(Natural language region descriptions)
----

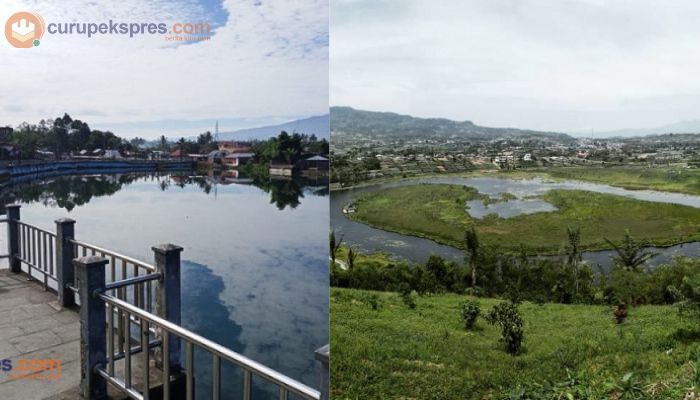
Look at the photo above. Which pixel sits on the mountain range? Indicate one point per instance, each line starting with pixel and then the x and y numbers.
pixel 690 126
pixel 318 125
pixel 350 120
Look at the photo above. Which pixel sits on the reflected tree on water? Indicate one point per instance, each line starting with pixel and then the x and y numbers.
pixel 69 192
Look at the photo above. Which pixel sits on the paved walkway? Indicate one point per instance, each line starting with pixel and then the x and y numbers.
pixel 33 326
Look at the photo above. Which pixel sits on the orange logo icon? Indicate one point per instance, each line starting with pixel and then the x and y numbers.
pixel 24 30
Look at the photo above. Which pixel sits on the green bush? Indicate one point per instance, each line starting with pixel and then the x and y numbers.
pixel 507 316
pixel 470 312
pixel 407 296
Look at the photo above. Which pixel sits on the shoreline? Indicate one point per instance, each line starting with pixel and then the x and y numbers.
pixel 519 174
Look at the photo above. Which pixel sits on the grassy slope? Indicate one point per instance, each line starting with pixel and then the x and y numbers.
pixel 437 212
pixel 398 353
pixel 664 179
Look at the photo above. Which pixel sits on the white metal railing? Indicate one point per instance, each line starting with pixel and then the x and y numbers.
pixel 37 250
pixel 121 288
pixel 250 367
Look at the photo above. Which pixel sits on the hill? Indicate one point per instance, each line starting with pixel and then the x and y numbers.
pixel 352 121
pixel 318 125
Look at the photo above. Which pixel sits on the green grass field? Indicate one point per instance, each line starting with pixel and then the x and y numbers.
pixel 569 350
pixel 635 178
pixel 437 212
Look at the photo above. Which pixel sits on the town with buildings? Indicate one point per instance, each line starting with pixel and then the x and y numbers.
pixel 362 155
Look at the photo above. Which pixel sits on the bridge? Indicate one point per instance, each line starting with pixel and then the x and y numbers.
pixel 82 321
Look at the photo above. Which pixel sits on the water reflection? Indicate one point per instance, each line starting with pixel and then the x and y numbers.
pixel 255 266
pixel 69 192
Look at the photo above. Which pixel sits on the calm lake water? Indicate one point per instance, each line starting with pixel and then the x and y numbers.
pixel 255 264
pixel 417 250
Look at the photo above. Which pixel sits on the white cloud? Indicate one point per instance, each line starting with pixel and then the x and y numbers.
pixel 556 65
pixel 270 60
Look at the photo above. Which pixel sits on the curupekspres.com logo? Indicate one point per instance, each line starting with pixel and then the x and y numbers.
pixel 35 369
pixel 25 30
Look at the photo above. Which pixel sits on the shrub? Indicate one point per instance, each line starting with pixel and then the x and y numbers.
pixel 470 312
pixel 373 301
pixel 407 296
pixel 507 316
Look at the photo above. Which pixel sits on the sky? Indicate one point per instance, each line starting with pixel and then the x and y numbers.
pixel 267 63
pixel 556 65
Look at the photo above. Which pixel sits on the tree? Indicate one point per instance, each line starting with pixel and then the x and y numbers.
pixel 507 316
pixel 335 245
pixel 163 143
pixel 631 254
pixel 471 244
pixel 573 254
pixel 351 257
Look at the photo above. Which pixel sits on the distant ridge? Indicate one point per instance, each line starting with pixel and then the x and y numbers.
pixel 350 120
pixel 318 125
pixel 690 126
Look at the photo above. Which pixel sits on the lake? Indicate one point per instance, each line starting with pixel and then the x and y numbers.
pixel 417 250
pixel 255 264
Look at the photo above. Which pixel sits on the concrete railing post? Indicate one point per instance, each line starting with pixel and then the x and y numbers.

----

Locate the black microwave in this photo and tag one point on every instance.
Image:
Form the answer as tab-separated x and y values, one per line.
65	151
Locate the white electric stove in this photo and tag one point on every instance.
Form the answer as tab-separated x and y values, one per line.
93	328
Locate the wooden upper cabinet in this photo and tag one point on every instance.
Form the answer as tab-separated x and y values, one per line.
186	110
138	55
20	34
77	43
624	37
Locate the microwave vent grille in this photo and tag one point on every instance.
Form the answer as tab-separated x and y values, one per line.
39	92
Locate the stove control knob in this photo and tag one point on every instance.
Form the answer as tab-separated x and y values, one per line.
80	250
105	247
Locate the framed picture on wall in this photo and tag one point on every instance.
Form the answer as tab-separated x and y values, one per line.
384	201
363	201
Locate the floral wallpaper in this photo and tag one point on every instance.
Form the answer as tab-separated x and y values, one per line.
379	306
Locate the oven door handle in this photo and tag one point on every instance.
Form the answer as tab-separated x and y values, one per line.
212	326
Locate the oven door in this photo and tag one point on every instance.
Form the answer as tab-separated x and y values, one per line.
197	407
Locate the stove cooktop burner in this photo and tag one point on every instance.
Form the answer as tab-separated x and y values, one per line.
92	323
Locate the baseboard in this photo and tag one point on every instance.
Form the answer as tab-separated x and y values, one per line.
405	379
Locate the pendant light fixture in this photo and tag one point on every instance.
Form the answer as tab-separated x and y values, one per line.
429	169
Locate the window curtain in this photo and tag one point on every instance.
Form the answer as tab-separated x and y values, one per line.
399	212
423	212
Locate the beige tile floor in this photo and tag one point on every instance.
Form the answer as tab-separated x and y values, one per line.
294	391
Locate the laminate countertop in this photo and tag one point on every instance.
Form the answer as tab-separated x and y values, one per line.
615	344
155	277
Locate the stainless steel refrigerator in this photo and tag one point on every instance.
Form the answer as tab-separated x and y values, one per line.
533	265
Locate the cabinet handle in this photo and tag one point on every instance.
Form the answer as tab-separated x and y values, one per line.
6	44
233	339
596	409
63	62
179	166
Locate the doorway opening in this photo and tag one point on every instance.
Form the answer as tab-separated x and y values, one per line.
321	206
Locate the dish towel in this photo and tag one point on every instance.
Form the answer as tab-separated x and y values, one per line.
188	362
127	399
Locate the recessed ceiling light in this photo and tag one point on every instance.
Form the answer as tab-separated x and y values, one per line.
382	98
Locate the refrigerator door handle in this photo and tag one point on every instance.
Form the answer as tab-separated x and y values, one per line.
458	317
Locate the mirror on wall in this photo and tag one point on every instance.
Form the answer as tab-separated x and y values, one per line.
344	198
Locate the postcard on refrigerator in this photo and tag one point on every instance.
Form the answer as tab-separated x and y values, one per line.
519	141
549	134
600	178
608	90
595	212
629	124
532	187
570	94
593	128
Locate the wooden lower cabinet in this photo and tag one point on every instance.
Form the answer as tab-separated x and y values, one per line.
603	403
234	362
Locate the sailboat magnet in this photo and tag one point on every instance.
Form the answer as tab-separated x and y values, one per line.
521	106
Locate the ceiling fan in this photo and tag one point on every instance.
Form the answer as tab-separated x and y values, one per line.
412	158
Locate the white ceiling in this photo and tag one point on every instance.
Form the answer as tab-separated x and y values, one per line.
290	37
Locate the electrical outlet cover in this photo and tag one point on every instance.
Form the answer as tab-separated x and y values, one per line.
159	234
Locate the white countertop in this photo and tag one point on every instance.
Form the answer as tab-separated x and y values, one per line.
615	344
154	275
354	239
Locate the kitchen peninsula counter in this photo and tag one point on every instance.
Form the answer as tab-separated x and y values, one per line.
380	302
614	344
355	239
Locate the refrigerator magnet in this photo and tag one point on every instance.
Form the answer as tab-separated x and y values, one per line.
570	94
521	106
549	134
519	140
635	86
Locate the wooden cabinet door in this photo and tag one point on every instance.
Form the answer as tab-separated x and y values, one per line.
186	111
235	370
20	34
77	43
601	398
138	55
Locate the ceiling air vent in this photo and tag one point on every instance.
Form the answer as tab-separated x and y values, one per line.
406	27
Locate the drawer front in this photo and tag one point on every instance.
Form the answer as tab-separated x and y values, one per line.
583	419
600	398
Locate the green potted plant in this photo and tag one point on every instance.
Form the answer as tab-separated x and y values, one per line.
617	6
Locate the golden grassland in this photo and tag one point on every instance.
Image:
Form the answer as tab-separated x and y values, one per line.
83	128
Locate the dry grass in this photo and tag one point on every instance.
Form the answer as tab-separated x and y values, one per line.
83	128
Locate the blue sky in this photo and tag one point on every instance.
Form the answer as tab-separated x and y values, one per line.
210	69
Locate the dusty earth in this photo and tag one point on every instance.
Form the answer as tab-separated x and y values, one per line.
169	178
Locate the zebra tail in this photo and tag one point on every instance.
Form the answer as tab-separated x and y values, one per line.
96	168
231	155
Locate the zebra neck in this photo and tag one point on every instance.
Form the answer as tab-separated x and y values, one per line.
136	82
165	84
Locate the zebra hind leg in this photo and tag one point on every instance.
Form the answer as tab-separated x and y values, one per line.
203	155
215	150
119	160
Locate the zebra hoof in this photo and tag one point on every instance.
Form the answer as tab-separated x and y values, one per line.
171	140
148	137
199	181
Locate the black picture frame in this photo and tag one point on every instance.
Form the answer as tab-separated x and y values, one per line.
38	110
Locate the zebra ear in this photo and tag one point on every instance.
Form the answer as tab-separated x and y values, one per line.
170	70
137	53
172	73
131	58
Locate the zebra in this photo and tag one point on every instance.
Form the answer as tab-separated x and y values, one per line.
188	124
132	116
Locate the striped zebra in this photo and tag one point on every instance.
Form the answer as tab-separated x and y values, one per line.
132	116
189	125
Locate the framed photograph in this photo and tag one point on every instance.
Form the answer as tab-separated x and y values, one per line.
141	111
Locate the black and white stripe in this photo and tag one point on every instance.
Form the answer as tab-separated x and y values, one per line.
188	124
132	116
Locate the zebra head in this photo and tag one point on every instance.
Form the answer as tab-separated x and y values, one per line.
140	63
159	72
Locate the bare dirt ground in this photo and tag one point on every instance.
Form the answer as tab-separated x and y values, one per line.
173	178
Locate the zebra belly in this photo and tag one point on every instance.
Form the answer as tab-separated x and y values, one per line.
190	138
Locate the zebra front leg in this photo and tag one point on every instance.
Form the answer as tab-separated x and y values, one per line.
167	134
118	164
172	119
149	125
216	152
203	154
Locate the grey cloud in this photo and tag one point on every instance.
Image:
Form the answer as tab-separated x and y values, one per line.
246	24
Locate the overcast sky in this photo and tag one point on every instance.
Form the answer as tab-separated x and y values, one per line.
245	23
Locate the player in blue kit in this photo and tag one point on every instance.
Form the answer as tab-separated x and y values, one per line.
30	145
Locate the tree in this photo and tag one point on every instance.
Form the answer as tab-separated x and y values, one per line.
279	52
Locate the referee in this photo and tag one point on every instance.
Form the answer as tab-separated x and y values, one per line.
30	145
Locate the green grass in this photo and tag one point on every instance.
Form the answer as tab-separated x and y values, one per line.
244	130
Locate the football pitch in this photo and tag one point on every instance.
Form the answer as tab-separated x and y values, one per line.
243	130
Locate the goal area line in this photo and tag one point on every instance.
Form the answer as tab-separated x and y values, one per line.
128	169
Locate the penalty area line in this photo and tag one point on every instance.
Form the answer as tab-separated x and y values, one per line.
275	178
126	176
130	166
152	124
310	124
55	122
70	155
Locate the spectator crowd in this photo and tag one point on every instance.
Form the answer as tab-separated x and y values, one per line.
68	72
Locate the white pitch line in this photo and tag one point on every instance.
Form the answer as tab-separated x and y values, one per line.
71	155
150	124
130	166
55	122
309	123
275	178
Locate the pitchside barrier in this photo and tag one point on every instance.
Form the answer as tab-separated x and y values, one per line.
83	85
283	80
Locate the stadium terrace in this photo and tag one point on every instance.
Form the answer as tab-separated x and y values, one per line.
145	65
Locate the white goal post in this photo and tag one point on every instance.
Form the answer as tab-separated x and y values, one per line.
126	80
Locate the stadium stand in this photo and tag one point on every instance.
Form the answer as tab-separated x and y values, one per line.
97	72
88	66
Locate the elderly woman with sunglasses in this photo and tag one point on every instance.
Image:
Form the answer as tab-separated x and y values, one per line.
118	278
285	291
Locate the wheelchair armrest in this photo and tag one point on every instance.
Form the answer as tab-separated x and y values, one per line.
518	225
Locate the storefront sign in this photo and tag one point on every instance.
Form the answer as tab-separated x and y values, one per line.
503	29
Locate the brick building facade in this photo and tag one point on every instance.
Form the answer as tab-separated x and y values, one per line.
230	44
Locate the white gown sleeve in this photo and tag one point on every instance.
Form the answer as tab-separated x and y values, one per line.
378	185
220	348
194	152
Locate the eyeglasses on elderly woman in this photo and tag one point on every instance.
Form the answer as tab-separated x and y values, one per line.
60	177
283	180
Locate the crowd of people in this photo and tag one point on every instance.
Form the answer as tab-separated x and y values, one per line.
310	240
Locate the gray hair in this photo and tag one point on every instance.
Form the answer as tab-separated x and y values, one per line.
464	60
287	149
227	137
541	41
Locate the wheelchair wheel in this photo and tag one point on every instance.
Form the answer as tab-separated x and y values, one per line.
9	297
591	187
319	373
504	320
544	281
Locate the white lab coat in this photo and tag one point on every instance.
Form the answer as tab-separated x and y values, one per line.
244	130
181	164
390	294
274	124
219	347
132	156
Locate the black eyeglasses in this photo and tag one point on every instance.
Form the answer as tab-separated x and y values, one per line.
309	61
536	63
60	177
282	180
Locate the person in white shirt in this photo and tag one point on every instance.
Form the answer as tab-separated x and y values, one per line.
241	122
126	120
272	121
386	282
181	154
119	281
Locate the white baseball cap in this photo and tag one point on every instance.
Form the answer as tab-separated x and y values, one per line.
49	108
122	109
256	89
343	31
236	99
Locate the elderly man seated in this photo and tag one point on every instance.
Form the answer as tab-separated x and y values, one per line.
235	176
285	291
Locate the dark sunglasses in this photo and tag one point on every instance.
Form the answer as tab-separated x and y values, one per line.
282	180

----

Task objective: Retrieve all lines from the data that contain the string "sunglasses".

Your response:
Locate the elderly woman with sunglasses in this photo and tag one point on every instance.
Locate the dark sunglasses in this photo and tag one point on every instance.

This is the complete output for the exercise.